▸ **TEXT SECTION**
>> BEGIN
# 馬鹿が付くほどに



## puercopigsk8

Hello everyone,

I saw this sentence in a light novel and I could not find a translation for this particular sentence"馬鹿が付くほどに".

My guess is that it means “to the point of being stupid” but I would be very thankful if somebody could help me with this sentence.


----------



## Flaminius

Hello,

This is moderator of this sub-forum.

Yes, 馬鹿が付くほどに is "to the point of being stupid" but please bring here "this sentence" so we can understand this phrase in context.


----------



## puercopigsk8

Thank you for the answer, I edited the post and I will be more cautious the next time.

ありがとうございました


----------



## wind-sky-wind

There's an expression like "ばか正直" and "ばか真面目."

This means "being honest/earnest to a fault."

So, Japanese people often say,
"あいつは馬鹿がつくほど正直者だ."

If "ばか" is put before "正直," it would be "ばか正直."

I mean, "his honesty goes too far."


----------



## puercopigsk8

wind-sky-wind said:


> There's an expression like "ばか正直" and "ばか真面目."



I did not know those expressions.

Thank you, this is very helpful.

ありがとうございました。


----------



## karlalou

Traditionally, it's either ばか正直 or くそ真面目, and I never heard ばか真面目. I see that some people on the net seem to know ばか真面目 as if it's a matter of fact, while others say never heard that. This word seem to be known to only a limited group of people.

「つまり、私は、 _糞真面目_ （ _くそまじめ_ ） で興覚めな、気まずい事に堪え切れないのだ。」（「桜桃」太宰治 (1909-1948)）
「今なら話を三分の一に聴いて仕事も三分の一位で 済 （ す ） まして置くが、その時分は_馬鹿正直_だったので、」（「処女作追懐談」夏目漱石(1867-1916)）
Both are well-known writers of literature. I mean these words are widely accepted as part of standard language.


----------



## wind-sky-wind

Does it matter whether you say "バカまじめ" or "クソまじめ" when you answer this question?

Anyway, "バカまじめ" is not so limited, I think.

画像・写真 | 松本人志、CMで“バカまじめ”な郵便局員熱演「ドッキリじゃないかと」 2枚目

ばかまじめの同義語 - 類語辞典(シソーラス)

「バカ真面目」と「クソ真面目」の違いについて…？


----------



## karlalou

The dictionary has entries on 馬鹿正直 and くそ真面目, but it doesn't have ばか真面目. Because of the subject matter, I feel it's a creation of like part of the Japanese net culture many people don't feel good about. I don't want Japanese learners to learn such a word without knowing how we normally feel about that.


----------



## SoLaTiDoberman

puercopigsk8 said:


> I saw this sentence in a light novel and I could not find a translation for this particular sentence"馬鹿が付くほどに".


"*馬鹿*が付くほどに" = "to the point to add *"too" *to the adjective/description"
>> END
Items stored from a collection:
>> BEGIN
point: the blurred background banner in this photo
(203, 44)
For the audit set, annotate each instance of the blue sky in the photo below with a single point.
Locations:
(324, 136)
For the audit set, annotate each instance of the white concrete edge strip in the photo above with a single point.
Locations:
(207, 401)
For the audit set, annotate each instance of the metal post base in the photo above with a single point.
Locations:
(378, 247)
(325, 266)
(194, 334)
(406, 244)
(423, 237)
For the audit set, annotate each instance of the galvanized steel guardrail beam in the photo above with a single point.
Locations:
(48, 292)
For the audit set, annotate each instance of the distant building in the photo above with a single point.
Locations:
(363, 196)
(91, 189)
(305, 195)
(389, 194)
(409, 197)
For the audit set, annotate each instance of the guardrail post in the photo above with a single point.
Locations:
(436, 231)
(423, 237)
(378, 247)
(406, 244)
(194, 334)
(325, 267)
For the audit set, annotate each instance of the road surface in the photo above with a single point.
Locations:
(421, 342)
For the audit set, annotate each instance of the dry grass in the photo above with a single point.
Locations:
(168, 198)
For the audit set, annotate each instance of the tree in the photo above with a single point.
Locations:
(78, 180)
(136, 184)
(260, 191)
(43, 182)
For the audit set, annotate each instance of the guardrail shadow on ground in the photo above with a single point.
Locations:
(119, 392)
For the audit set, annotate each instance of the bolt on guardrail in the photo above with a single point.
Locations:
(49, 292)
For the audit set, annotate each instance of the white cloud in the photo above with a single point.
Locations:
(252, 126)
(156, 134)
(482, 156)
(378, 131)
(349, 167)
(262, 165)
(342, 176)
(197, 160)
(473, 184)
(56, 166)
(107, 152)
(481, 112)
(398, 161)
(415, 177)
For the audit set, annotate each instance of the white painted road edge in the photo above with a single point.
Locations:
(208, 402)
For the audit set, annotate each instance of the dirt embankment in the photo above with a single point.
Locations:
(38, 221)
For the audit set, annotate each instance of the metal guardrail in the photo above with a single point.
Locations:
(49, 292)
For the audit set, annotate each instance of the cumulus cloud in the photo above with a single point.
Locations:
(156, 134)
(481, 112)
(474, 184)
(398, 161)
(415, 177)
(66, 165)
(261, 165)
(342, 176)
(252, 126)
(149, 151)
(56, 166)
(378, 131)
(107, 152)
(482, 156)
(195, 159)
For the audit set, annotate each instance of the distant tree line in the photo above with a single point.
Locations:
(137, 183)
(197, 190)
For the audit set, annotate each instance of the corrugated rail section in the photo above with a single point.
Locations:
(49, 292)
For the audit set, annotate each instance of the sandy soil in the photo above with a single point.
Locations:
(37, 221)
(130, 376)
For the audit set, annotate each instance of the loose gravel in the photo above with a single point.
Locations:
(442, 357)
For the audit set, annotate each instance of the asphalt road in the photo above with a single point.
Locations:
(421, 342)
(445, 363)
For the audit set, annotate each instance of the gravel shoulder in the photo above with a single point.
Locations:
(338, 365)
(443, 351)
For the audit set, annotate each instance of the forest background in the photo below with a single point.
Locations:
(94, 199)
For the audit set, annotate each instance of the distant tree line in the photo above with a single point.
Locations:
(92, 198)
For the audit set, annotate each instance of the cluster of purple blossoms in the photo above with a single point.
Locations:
>> END
▸ **WRITTEN TASKS**
(a) Condense the forum thread's paragraph beginning "The dictionary has entries on" into a short bulleted list that keeps its main facts.
(b) Carry the forum thread forward from its last post.

▸ **THE RESPONSES**
(a)
- The dictionary has entries for 馬鹿正直 and くそ真面目 but none for ばか真面目.
- Given the subject matter, the writer feels ばか真面目 comes from a part of Japanese net culture that many people don't feel good about.
- The writer doesn't want Japanese learners to pick up the word without knowing how it is normally regarded.

(b)
馬鹿正直 = too honest (excessively honest that it is regarded as rather absurd)
バカ真面目＝too earnest

I don't use バカ真面目 myself because I don't think the collocation of バカ and 真面目 is as good as バカ and 正直. I agree with karalou.

According to the 松本人志’s commercial, I think バカ真面目 is a newly created catch phrase, just like "I'm loving it" in McDonald's catch phrase. The creator intentionally used a kind of weird Japanese for a certain, specific intention.
In that context, I think バカ真面目 is a very cool and effective newly-developed-word, and 松本人志 acted fairly well.
Maybe it would be a candidate for the next 流行語大賞.
I don't like it to be used by Japanese learners for the time being, as karalou said.

However, according to the second reference in #7, バカ真面目 seems to be a standard Japanese word already. So maybe I'm wrong again.


----------



## puercopigsk8

Thank you everyone, it was very interesting information.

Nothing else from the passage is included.